- [Task goal]:
Keep to one stretch of the data below, the lines from the one with "the rear wheel" up to and including the one with "sky in this photo, one line per instance.", and return that stretch exactly.

Referring expression pointing data:
*** Begin section ***

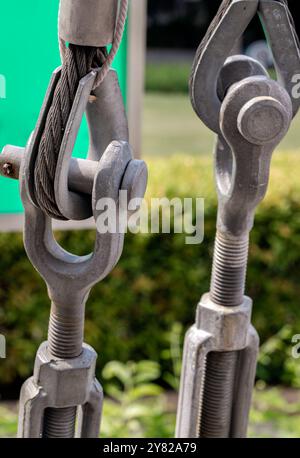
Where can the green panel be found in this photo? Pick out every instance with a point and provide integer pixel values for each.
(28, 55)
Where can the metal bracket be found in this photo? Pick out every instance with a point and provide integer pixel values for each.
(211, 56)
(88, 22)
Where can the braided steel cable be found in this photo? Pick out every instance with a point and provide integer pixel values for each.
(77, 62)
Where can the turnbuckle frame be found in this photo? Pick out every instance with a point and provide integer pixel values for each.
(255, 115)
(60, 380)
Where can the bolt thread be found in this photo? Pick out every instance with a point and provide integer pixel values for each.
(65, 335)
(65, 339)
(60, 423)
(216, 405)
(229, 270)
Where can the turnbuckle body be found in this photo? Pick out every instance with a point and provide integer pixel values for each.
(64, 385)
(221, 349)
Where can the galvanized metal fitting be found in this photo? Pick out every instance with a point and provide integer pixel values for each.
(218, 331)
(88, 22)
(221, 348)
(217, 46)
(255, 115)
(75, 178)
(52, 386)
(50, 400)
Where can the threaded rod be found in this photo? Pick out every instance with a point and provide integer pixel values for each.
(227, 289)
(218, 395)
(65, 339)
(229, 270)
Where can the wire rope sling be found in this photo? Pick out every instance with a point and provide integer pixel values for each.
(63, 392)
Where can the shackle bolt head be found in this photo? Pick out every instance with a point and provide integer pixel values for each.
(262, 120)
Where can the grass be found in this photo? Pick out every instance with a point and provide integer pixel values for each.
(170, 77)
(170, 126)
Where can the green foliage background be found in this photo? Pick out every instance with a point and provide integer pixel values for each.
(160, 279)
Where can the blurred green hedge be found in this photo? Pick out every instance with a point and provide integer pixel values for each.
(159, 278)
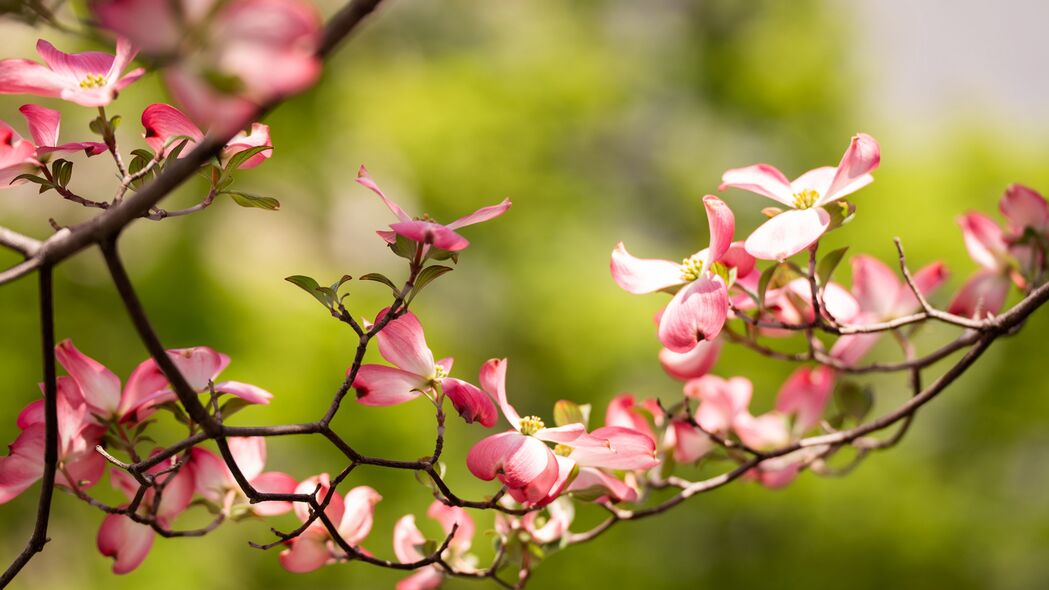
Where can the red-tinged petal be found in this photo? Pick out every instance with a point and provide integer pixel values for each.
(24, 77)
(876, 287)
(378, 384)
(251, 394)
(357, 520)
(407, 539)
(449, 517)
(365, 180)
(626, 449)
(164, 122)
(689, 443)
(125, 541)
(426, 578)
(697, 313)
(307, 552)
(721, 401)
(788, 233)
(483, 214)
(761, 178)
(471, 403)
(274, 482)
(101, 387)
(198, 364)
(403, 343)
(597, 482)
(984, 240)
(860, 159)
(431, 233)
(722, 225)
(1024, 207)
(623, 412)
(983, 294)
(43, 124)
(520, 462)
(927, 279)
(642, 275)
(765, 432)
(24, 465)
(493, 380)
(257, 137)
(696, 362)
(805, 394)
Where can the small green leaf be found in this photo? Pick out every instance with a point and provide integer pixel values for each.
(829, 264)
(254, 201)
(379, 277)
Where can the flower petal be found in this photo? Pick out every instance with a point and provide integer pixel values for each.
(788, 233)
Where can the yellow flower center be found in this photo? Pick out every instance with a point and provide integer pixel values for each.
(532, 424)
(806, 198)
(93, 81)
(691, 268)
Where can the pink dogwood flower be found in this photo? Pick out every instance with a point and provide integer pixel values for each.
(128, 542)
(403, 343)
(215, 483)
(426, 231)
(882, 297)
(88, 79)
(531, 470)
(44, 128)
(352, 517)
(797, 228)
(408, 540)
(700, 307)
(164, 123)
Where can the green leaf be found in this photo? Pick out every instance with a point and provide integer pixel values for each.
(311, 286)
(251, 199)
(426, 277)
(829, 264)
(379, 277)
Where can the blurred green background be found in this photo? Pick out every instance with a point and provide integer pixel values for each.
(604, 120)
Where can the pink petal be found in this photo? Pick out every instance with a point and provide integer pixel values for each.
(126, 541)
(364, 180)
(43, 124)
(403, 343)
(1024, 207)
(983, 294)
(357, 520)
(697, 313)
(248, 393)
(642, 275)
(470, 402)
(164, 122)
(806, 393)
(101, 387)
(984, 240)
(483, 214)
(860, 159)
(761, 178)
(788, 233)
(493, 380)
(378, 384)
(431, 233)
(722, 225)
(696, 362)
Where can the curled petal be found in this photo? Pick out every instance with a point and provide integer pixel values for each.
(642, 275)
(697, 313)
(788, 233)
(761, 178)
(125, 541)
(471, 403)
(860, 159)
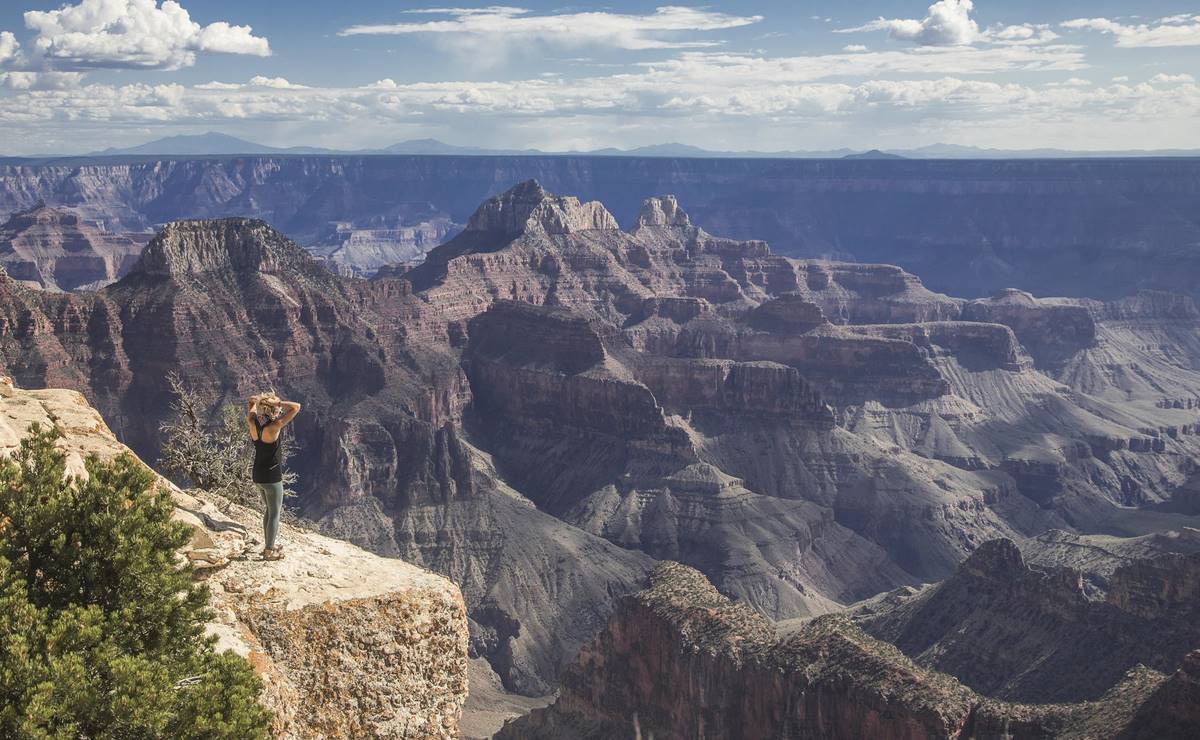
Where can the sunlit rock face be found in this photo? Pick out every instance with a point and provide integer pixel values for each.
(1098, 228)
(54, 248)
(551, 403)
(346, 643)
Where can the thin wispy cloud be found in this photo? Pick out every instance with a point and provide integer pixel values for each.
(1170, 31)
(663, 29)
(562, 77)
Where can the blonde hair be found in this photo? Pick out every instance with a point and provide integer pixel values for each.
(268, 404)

*** End section ***
*** Begin section ***

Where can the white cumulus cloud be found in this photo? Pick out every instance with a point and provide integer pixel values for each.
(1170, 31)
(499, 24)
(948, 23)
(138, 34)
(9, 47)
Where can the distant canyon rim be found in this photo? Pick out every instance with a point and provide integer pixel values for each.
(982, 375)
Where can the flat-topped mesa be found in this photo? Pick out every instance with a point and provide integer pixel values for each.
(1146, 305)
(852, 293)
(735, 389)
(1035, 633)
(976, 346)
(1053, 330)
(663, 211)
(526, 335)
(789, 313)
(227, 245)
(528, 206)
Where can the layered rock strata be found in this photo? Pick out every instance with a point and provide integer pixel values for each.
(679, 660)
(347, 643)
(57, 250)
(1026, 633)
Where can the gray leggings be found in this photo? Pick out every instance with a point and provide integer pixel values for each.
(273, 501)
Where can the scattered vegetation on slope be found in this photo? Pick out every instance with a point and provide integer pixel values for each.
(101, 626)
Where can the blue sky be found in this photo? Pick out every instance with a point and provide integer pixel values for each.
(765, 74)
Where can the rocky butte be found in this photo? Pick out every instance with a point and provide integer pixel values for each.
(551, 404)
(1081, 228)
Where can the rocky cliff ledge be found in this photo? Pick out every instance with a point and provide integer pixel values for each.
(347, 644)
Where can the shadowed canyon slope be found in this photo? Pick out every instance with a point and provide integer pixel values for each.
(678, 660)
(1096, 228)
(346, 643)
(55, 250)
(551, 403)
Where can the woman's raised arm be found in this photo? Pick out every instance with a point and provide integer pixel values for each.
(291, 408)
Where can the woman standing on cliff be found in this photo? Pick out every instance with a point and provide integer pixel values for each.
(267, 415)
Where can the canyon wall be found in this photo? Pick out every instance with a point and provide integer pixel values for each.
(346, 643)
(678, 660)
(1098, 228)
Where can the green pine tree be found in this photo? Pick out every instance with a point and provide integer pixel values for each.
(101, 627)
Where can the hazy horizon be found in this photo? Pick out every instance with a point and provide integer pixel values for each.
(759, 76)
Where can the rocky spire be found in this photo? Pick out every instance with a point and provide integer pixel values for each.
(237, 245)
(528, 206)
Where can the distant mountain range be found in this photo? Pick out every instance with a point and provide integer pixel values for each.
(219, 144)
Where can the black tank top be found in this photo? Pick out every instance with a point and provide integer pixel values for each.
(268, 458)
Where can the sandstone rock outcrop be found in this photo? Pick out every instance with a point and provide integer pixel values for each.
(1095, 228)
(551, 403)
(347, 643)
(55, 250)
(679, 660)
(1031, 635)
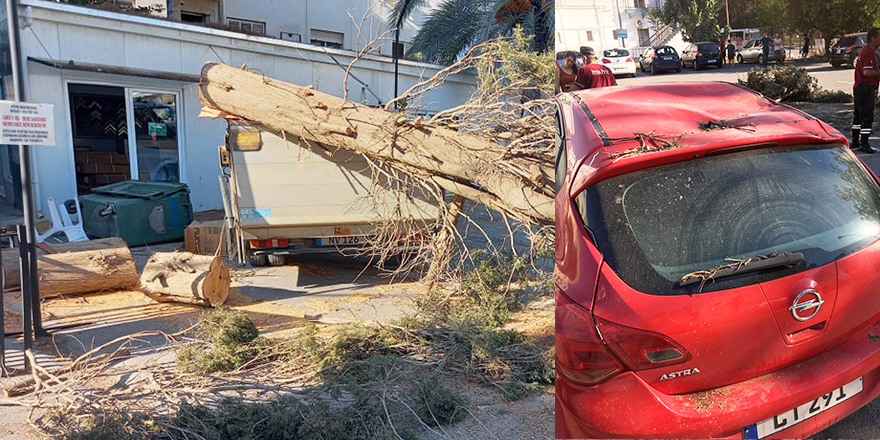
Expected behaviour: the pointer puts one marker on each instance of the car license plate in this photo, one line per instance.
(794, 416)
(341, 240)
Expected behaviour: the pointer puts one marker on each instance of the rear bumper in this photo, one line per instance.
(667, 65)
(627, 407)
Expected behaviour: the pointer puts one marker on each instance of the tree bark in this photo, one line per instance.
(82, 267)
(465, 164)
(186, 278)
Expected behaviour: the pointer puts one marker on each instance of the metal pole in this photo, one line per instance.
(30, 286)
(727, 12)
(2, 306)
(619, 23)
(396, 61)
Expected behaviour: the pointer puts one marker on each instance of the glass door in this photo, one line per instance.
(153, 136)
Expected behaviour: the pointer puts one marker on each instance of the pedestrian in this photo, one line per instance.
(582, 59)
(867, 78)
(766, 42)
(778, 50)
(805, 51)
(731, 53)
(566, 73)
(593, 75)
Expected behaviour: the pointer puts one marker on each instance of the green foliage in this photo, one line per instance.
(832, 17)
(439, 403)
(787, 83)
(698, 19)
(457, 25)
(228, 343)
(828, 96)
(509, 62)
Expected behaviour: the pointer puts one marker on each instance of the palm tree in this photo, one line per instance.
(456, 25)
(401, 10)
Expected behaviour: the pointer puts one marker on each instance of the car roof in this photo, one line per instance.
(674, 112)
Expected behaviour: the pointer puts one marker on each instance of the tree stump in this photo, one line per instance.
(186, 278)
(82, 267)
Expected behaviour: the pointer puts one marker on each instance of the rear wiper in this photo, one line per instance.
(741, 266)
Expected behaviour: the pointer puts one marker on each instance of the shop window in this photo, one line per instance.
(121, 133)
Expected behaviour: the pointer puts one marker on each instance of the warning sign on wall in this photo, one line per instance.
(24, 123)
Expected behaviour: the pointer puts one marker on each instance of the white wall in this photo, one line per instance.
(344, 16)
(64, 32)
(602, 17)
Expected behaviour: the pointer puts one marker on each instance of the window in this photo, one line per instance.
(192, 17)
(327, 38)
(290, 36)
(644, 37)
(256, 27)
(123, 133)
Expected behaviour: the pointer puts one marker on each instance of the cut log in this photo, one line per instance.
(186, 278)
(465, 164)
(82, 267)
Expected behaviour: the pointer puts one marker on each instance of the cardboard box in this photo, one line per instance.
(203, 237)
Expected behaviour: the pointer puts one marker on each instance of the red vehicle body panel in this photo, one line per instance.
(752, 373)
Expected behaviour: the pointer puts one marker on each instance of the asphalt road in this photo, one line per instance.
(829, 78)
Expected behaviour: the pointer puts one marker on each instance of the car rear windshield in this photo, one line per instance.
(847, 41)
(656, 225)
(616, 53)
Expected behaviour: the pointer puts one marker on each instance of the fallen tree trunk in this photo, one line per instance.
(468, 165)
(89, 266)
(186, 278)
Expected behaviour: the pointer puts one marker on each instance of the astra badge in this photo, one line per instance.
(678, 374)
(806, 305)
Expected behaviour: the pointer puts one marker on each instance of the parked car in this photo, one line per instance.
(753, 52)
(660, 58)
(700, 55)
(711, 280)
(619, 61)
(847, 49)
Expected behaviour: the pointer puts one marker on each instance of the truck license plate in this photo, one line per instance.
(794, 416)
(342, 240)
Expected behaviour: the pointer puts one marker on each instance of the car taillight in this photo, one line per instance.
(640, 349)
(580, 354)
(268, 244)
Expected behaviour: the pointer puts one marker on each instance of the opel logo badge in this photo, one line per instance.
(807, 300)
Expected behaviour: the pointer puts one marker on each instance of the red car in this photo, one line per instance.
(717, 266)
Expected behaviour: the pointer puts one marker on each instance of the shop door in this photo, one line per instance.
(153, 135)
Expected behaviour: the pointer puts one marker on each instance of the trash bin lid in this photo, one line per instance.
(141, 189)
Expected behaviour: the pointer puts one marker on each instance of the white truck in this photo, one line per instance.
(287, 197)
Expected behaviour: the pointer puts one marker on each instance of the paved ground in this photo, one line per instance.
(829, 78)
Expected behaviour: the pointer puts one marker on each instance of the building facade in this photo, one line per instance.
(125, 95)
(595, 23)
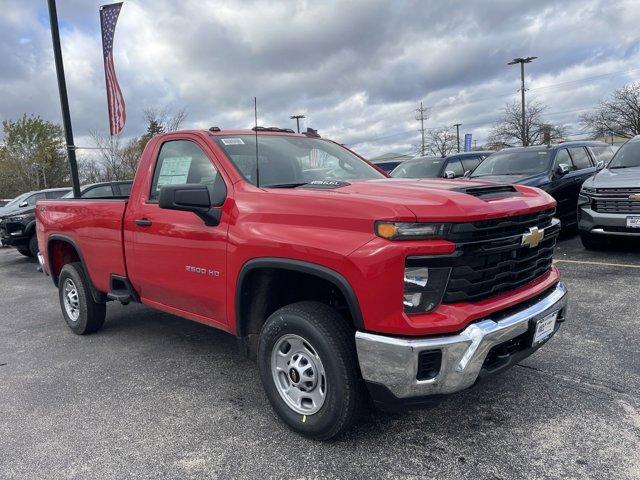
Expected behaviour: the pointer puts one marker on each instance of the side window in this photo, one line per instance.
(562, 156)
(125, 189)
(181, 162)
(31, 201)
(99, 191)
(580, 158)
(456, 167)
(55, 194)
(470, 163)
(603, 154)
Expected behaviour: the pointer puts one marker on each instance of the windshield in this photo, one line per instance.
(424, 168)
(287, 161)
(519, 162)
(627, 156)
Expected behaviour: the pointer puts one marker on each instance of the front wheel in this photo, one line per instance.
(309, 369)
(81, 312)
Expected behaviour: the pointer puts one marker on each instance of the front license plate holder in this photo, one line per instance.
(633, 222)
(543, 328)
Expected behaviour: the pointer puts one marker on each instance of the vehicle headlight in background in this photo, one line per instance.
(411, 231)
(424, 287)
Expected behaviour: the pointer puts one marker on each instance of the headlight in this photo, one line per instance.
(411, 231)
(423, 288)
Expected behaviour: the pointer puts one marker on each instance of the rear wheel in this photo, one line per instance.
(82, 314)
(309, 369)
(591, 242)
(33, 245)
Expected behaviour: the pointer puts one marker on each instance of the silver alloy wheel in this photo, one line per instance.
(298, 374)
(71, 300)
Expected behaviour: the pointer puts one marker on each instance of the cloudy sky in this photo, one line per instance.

*** End section ***

- [Result below]:
Expected behaviour: the pointer puts one marker on each instance of the rear wheel in this photo, one line per instance.
(82, 314)
(309, 369)
(591, 242)
(33, 245)
Expected behaviour: the pointer puts one marker on each instance of the silver alloy wheel in this photo, one line per instance.
(298, 374)
(71, 300)
Expected behaviour: the pointer puts one marker on each instance of the cloudy sky in this photo, one line per instance.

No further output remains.